**Data extracted from a collection:**
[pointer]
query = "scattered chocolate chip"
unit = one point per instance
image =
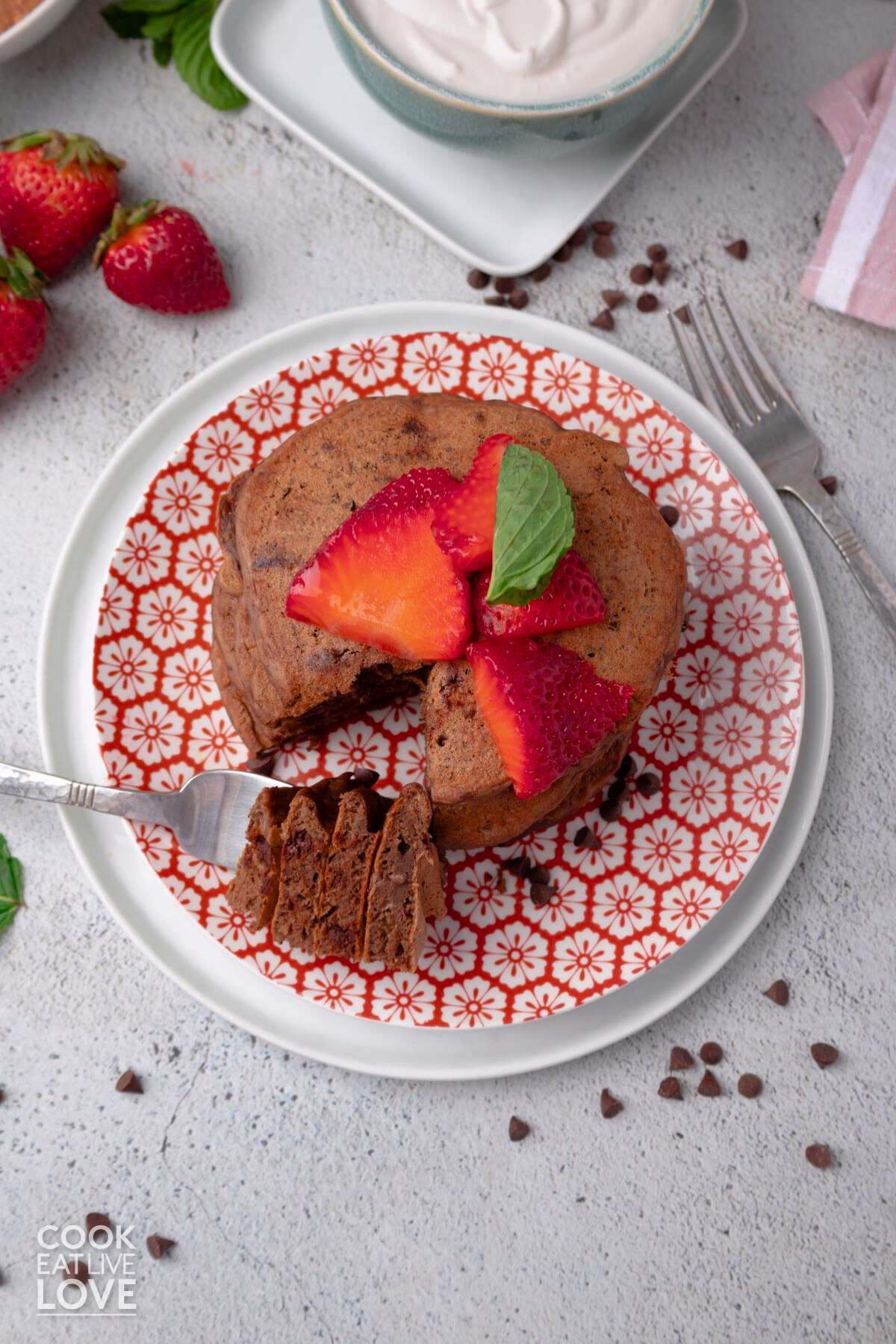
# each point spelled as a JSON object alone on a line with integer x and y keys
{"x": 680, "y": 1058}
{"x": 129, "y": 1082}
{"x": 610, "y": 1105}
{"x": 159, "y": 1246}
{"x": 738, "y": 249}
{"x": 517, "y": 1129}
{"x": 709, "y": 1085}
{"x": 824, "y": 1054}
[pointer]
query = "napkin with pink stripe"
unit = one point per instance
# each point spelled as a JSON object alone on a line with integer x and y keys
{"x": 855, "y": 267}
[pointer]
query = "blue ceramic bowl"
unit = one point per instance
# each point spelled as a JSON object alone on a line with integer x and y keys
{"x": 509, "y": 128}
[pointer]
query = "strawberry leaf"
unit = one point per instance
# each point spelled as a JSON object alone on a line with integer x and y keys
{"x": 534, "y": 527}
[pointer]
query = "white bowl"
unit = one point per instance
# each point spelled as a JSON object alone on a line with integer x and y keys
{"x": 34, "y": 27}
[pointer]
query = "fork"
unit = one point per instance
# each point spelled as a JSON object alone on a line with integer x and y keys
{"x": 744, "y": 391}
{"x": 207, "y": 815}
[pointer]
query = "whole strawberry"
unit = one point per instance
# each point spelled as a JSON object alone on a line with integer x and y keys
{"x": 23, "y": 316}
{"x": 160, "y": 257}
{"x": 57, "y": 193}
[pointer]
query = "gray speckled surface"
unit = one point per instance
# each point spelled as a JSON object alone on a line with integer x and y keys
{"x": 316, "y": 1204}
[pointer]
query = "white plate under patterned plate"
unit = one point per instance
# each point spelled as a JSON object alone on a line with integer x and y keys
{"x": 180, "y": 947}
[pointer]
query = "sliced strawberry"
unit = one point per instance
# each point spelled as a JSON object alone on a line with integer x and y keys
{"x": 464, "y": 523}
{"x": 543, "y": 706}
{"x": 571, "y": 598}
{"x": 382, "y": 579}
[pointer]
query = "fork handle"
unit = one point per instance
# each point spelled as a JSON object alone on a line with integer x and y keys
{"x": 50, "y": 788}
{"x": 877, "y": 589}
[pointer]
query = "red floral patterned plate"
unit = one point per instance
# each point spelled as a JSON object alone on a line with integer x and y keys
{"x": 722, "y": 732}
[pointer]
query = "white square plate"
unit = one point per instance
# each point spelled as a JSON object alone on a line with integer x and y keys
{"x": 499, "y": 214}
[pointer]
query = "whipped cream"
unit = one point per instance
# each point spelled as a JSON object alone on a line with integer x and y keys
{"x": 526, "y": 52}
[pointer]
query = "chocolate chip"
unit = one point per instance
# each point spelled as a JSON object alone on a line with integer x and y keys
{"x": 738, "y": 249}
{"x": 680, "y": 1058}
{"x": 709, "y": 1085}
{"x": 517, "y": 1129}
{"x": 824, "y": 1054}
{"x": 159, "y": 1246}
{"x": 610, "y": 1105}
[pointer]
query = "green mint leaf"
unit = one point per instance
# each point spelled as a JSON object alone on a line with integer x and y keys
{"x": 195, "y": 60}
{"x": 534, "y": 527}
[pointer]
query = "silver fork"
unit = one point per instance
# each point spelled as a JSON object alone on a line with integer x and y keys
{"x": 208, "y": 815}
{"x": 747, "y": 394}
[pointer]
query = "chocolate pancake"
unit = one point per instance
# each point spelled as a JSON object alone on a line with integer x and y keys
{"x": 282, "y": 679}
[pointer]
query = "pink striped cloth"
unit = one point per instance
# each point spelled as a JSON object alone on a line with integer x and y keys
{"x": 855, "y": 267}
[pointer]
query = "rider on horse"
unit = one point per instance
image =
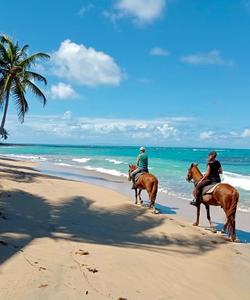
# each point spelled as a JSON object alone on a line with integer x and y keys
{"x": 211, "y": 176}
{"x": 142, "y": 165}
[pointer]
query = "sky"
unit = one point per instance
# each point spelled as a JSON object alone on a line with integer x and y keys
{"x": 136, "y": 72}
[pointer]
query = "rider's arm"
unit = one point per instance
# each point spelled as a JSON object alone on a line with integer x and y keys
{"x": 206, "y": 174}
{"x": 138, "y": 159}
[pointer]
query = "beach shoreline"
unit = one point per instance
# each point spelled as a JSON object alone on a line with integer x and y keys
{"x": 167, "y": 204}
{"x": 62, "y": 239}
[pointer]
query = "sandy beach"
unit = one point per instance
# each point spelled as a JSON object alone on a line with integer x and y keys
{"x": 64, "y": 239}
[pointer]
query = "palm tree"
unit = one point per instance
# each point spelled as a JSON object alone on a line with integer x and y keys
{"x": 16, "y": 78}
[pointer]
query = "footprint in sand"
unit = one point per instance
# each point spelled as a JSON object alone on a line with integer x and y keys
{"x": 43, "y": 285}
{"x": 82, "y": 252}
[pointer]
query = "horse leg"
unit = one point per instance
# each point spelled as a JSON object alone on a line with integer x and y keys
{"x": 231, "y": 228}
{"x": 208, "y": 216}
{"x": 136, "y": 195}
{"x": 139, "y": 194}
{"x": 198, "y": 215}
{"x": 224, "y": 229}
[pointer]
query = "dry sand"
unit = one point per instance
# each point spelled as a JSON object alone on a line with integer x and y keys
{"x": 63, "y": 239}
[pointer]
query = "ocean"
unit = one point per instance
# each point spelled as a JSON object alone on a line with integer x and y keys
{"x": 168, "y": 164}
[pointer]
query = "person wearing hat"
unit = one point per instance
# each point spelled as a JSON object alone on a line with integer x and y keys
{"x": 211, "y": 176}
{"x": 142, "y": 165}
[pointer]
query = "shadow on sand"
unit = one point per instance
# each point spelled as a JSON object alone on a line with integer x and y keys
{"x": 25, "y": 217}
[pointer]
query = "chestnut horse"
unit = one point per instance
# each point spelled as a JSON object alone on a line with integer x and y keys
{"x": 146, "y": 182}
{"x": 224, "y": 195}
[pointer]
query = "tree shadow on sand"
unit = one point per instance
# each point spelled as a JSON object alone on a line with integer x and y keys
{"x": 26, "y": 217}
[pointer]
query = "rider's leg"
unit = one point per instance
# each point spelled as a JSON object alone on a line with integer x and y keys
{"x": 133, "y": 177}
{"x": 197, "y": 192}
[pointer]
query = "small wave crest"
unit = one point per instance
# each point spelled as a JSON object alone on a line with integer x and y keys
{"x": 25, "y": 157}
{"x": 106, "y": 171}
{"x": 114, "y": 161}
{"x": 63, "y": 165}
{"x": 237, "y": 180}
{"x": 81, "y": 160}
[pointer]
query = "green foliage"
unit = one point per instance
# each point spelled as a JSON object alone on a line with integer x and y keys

**TASK BRIEF:**
Write out the records above exactly as they appear, leaving out any pictures.

**RESPONSE TO THIS TASK:**
[pointer]
query = "scattered chocolate chip"
unit = one point per instance
image =
# each point spelled as a JSON object alone on a line with integer x and y keys
{"x": 680, "y": 1058}
{"x": 129, "y": 1082}
{"x": 610, "y": 1105}
{"x": 159, "y": 1246}
{"x": 738, "y": 249}
{"x": 517, "y": 1129}
{"x": 709, "y": 1085}
{"x": 824, "y": 1054}
[pointer]
query = "napkin with pink stripe"
unit = one point per instance
# each point spelled as a JSON object alone on a line with integer x and y keys
{"x": 855, "y": 267}
[pointer]
query = "blue ceramic bowl"
unit = one point per instance
# each point spelled as a JSON object alone on a line with integer x and y keys
{"x": 509, "y": 128}
[pointer]
query = "strawberry leaf"
unit = one point per instance
# each point spelled as a JSON object alone on a line with integer x and y keys
{"x": 534, "y": 527}
[pointer]
query = "white bowl"
unit = one point per instance
# each point spelled as a JSON object alone on a line with integer x and y keys
{"x": 34, "y": 27}
[pointer]
query = "fork"
unit = one point per instance
# each point spelled as a JSON object alone on a line with integer x and y keys
{"x": 744, "y": 391}
{"x": 207, "y": 815}
[pointer]
query = "whole strawberry"
unit = one point per instance
# each point spelled as a JSON object alone on a line with integer x and y keys
{"x": 23, "y": 316}
{"x": 160, "y": 257}
{"x": 57, "y": 193}
[pointer]
query = "gray speckled surface"
unit = one point per instance
# each point spelled as a JSON object alone on a line with integer x and y keys
{"x": 316, "y": 1204}
[pointer]
query = "white plate under patterned plate"
unit = one point per instance
# each point spelled as a JSON object alone on a line with integer x and y keys
{"x": 180, "y": 947}
[pointer]
query = "sliced strawberry"
unit = one point per instance
# each point spelled as a JSON object alone on a line with integer x and y keys
{"x": 464, "y": 523}
{"x": 543, "y": 706}
{"x": 571, "y": 598}
{"x": 382, "y": 579}
[pointer]
query = "fork handle"
unit = one point per instance
# each point spelled as a JSON object alone on a line with integer x and y keys
{"x": 50, "y": 788}
{"x": 877, "y": 589}
[pointer]
query = "red floral patterned plate"
unit = one point per instance
# each point spelled as a JSON object alone on a line with integer x and y keys
{"x": 722, "y": 732}
[pointer]
query = "white square plate"
unit = one point per instance
# each point spelled as a JSON object alone on a line with integer x and y keys
{"x": 499, "y": 214}
[pointer]
query = "whipped cream"
unit = one point per instance
# each point spelled as a JSON object alone on a line with integer x and y keys
{"x": 526, "y": 52}
[pointer]
query = "chocolate chip"
unit = one point per instance
# each point spelled as a JSON object alone on a line with integer x and y keys
{"x": 738, "y": 249}
{"x": 680, "y": 1058}
{"x": 709, "y": 1085}
{"x": 517, "y": 1129}
{"x": 824, "y": 1054}
{"x": 159, "y": 1246}
{"x": 610, "y": 1105}
[pointer]
query = "green mint leaf"
unit = one point per instance
# each point spelled as a JSON object alone on a line with integer x and y keys
{"x": 195, "y": 60}
{"x": 534, "y": 527}
[pointer]
query = "silver fork"
unit = one point per instance
# each point spelled as a JSON object alone on a line with integer x and y keys
{"x": 208, "y": 815}
{"x": 747, "y": 394}
[pointer]
query = "chocolate pancake"
unit = one point per instance
# each point spelled as a JSON object alone on a line with integer x and y keys
{"x": 282, "y": 679}
[pointer]
query = "pink striped cloth"
unit = one point per instance
# each point spelled as a JSON object alone on a line with integer x and y keys
{"x": 855, "y": 267}
[pointer]
query = "rider on horse"
unit = one point per instance
image =
# each point spelled as a JSON object alone on a line with integer x and y keys
{"x": 211, "y": 176}
{"x": 142, "y": 165}
[pointer]
query = "sky"
unit = one point per instance
# each point spelled as a JSON object alone on a line with integer x and y keys
{"x": 136, "y": 72}
[pointer]
query = "rider's arm"
unit = one point per instance
# each point spelled as a JSON object alone on a line with integer x and y keys
{"x": 206, "y": 174}
{"x": 138, "y": 159}
[pointer]
query = "beach shoreline"
unit = one point per instance
# each point spelled as a JSON object alone on a line with integer x and y keys
{"x": 167, "y": 204}
{"x": 62, "y": 239}
[pointer]
query = "sandy beach"
unit = one point per instance
# each point spelled as a JSON object alone on a line with integer x and y keys
{"x": 64, "y": 239}
[pointer]
query = "palm tree"
unit = one point per instance
# each point spelled as a JSON object alone on a line with integer x and y keys
{"x": 16, "y": 78}
[pointer]
query = "footprint in sand"
unit = one point per instance
# each point spelled as a JSON object alone on a line with integer x and y keys
{"x": 43, "y": 285}
{"x": 82, "y": 252}
[pointer]
query = "horse leg"
unit = one point per instance
# each point spelled as a JSON object alone on a line with integer x and y keys
{"x": 231, "y": 228}
{"x": 208, "y": 216}
{"x": 136, "y": 195}
{"x": 139, "y": 194}
{"x": 198, "y": 215}
{"x": 224, "y": 229}
[pointer]
query = "dry sand"
unit = one point per instance
# each point spelled as a JSON object alone on a line with integer x and y keys
{"x": 63, "y": 239}
[pointer]
query = "ocean"
unit = one point per instance
# each point spelled as a JSON object alone on a line with integer x and y keys
{"x": 168, "y": 164}
[pointer]
query = "person wearing hat"
unit = one point per instance
# each point spelled as a JSON object alone on a line with integer x and y keys
{"x": 211, "y": 176}
{"x": 142, "y": 165}
[pointer]
query = "shadow on sand"
unit = one point per instance
# each point spelled as a JSON object alone on a line with integer x and y keys
{"x": 25, "y": 217}
[pointer]
query = "chestnut horse"
unit = one point per instance
# each point spelled as a JSON object alone on a line with integer x and y keys
{"x": 146, "y": 182}
{"x": 224, "y": 195}
[pointer]
query = "tree shadow on sand"
unit = one point per instance
# each point spelled as a JSON object alone on a line with integer x and y keys
{"x": 26, "y": 217}
[pointer]
query = "rider's leg"
unit = one point per instance
# each point spelled as a JSON object alone on a line with integer x and y keys
{"x": 133, "y": 177}
{"x": 197, "y": 192}
[pointer]
query = "small wave crest"
unit = one point per instance
# each point spelled as a JSON object alone on a line with integer x and y keys
{"x": 25, "y": 157}
{"x": 106, "y": 171}
{"x": 114, "y": 161}
{"x": 63, "y": 165}
{"x": 237, "y": 180}
{"x": 81, "y": 160}
[pointer]
query = "green foliage"
unit = one point per instance
# each point spelled as a JSON object alone on a line with integer x and y keys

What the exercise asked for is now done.